Aktualności:

"Batman: Ziemia Niczyja. Walka o Gotham. Tom 3" w sprzedaży od 29 maja.

Menu główne

Batman kontra Batman - porównujemy Bat-filmy

Zaczęty przez Juby, 06 Maj 2023, 12:29:01

Juby

W nawiązaniu do propozycji z tego wątku, otwieram nowy, w którym zestawiamy ze sobą dwa dowolne filmy o Batmanie. Mam cichą nadzieję, że temat nie skończy jak kilka innych, które od kilku lat samotnie spamuje ;) Moja propozycja kategorii, w jakich będziemy oceniać bat-filmy:

1. Lepszy Batman (nie rozdzielam tej kategorii, oceniamy wszystko, jego rolę w filmie, aktora, kostium, głos, itd...)
2. Lepszy łotr (główny antagonista filmu)
3. Lepsza postać kobieca (wiadomo)
4. Lepsze postacie drugoplanowe (wszystkie poza trzema powyższymi!)
5. Lepsza fabuła (zarówno to, o czym film opowiada, jak i tempo przedstawianej historii)
6. Lepsze sceny akcji (przede wszystkim te z udziałem Batmana)
7. Lepszy klimat (czyt. bardziej batmanowy klimat, ew. która z obranych przez reżysera stylistyk bardziej nam odpowiada)
8. Własny pomysł, o ile z siedmiu powyższych kategorii nie będzie jasno wynikał zwycięzca starcia ;)

Zapytacie jak z nieparzystej liczby kategorii nie miałby jasno wynikać zwycięzca? Otóż za każdą kategorię przyznajemy 1 punkt, ale jeśli w jakiejś nie jesteśmy w stanie zdecydować i orzekamy remis: brak zwycięzcy = brak punktu.
To tyle w kwestii zasad, którymi przynajmniej ja się będę kierował. Wczoraj powtórzyłem Powrót Batmana i jak zapowiadałem zestawię go z Batmanem z 1989 roku, a także z The Batman Matta Reeves'a ze względu na występujące w obu produkcjach postacie. Najpierw starcie wizji Tima Burtona.

### ZAPISANE DANE
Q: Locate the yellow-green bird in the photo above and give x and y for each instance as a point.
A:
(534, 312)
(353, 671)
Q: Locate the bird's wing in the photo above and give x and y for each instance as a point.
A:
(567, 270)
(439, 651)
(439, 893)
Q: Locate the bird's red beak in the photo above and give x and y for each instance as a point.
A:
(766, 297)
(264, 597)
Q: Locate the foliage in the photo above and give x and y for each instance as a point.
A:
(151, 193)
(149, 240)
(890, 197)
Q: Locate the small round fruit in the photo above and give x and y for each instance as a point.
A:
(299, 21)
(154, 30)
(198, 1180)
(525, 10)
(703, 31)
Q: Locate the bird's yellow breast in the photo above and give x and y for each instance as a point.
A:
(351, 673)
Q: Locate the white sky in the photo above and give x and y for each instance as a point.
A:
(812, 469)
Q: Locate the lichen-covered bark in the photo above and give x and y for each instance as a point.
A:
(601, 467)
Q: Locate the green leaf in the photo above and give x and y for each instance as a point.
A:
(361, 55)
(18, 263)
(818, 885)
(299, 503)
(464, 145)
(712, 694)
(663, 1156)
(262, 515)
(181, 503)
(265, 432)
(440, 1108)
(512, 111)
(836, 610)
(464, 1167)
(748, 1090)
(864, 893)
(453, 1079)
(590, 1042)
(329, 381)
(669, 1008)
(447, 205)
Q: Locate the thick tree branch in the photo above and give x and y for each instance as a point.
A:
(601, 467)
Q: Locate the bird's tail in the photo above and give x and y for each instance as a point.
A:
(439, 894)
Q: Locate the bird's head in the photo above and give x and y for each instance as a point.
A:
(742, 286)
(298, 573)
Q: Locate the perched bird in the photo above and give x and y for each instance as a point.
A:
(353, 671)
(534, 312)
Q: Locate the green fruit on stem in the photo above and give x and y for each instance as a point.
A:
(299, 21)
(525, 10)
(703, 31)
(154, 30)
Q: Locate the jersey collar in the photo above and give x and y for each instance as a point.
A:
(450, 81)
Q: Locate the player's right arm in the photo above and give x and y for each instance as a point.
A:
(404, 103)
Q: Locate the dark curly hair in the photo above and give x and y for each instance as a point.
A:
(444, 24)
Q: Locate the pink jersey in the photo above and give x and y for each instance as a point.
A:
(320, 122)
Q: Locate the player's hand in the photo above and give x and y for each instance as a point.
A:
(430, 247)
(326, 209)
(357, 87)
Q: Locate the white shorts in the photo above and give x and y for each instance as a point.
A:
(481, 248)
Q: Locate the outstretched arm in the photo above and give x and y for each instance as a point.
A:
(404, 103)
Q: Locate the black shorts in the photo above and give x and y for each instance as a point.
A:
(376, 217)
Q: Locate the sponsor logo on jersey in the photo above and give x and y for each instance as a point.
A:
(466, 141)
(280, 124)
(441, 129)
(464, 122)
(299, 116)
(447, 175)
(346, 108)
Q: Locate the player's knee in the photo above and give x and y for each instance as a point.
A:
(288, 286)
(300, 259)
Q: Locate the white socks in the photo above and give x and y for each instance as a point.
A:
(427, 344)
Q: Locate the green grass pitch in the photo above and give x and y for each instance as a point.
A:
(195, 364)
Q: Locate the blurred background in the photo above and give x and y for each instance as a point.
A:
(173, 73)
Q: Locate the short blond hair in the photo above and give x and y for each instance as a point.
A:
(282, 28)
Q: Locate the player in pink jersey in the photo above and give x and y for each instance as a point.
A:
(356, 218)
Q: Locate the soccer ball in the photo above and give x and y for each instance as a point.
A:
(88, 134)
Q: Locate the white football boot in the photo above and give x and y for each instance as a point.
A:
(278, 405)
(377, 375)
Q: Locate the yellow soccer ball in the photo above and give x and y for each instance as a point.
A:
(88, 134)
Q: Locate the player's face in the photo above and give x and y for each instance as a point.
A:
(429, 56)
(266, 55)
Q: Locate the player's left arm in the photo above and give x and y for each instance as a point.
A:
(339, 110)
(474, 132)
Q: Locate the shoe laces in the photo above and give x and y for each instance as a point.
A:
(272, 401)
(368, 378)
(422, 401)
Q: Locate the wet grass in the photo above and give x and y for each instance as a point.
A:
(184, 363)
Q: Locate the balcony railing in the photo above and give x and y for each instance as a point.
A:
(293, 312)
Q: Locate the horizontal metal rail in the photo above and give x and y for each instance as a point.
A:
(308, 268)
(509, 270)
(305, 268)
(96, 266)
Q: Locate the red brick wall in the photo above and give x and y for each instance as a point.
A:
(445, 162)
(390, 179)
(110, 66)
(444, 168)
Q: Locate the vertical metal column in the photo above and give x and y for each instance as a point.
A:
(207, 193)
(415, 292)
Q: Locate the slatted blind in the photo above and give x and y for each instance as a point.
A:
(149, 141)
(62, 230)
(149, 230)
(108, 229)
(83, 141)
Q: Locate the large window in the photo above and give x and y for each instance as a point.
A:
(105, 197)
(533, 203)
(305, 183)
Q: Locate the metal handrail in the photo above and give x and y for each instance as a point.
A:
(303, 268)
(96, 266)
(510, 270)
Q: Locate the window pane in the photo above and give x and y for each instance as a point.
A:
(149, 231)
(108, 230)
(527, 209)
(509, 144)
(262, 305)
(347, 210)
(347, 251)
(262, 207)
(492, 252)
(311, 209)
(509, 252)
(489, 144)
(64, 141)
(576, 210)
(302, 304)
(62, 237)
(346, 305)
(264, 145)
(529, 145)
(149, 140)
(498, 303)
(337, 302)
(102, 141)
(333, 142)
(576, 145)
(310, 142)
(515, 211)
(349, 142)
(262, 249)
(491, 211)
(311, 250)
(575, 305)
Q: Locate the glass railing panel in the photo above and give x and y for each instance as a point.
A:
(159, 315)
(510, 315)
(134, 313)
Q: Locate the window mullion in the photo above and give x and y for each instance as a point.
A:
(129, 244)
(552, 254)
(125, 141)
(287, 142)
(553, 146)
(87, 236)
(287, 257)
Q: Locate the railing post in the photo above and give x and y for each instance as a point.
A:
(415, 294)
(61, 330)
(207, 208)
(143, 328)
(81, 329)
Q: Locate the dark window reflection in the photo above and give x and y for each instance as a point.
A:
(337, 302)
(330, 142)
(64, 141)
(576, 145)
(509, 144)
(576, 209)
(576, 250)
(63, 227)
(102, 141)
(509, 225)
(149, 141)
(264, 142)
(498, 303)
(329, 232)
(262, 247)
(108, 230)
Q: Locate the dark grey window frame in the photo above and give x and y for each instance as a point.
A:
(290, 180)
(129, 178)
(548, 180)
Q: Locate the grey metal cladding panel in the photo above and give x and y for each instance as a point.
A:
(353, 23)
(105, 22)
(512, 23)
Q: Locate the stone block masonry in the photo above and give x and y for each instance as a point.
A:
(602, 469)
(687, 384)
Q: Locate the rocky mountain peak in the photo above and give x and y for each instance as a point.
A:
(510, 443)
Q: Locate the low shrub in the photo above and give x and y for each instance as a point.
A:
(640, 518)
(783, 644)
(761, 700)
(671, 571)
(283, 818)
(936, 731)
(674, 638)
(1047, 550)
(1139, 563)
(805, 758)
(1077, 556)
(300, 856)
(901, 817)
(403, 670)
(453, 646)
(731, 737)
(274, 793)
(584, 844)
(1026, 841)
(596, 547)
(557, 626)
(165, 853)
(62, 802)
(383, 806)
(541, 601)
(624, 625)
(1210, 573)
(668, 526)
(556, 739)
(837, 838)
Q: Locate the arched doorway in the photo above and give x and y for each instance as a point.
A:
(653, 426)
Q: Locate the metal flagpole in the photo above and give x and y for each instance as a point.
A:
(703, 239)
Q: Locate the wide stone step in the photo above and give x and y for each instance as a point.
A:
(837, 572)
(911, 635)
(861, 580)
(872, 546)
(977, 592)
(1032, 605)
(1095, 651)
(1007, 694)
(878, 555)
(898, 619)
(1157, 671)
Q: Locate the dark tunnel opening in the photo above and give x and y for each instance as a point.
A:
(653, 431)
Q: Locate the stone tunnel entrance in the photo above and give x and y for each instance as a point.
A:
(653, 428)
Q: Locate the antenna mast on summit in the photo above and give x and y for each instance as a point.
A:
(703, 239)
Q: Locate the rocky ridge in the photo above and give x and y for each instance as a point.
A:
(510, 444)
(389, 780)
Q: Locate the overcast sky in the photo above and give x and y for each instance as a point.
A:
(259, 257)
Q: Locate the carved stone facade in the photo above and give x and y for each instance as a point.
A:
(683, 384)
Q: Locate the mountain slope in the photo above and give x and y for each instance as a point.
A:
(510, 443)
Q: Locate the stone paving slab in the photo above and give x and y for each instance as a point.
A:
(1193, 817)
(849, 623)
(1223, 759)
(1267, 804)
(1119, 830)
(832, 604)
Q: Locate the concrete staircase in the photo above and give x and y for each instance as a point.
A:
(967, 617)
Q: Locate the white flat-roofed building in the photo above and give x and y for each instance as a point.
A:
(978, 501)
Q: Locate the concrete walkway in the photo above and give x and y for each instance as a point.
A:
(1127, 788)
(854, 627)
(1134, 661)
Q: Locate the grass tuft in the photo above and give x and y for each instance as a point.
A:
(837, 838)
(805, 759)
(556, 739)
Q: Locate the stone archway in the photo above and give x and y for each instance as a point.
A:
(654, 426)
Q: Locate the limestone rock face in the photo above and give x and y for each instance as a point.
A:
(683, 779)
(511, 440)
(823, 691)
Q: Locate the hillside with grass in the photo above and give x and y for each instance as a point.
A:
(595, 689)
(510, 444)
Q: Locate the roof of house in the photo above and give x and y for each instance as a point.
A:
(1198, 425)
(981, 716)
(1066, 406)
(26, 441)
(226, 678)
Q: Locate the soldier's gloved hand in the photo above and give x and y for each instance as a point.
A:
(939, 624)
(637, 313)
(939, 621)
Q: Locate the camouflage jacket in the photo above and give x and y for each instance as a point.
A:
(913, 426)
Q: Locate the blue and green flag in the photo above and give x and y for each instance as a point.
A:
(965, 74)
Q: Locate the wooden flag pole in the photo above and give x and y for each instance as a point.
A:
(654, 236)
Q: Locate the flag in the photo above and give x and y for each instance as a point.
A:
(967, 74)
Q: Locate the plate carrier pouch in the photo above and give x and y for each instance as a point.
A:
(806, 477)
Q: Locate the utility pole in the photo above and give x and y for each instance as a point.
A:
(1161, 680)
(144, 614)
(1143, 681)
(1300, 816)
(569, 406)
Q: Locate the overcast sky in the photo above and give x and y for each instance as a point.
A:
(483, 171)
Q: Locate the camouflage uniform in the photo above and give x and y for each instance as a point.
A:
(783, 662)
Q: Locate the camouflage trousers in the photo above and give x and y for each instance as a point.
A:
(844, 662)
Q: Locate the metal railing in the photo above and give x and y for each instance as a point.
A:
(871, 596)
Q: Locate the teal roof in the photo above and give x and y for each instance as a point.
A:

### ZADANIE DO WYKONANIA
Kontynuuj wpis z forum o porównywaniu filmów o Batmanie, zaczynając tuż po jego ostatnim zdaniu.

### ODPOWIEDŹ PONIŻEJ
Batman (1989) vs. Batman Returns

1. Batman, 1989 (w drugim filmie Keaton nadal jest niemal doskonałym Batmanem - choć scenariusz każe mu popełnić kilka dziwnych decyzji - ale jako Wayne wypada znacznie słabiej niż poprzednio, bo scen w których jest skupionym na swojej misji mścicielem jest w zasadzie jedna - ta z zapalającym się znakiem Batmana na ścianie - z kolei ekscentrycznym miliarderem nie jest wcale; winą obarczyłbym tutaj scenariusz, w którym Bruce ma interakcje z zaledwie trzema postaciami: Alfredem, Maxem i Seliną)
2. Pingwin (w przeciwieństwie do Jokera nie jest on zły, bo po prostu jest zły/ szalony, to postać tragiczna, skrzywdzona w dzieciństwie, której zawsze jest mi trochę szkoda w scenie prowadzenia go do wody przez jego dziadki + Danny'ego DeVito miał lepszą charakteryzację od Nicholsona)
3. Selina Kyle / Catwoman (lubię Vicki, ale Michelle jest tutaj bezkonkurencyjna)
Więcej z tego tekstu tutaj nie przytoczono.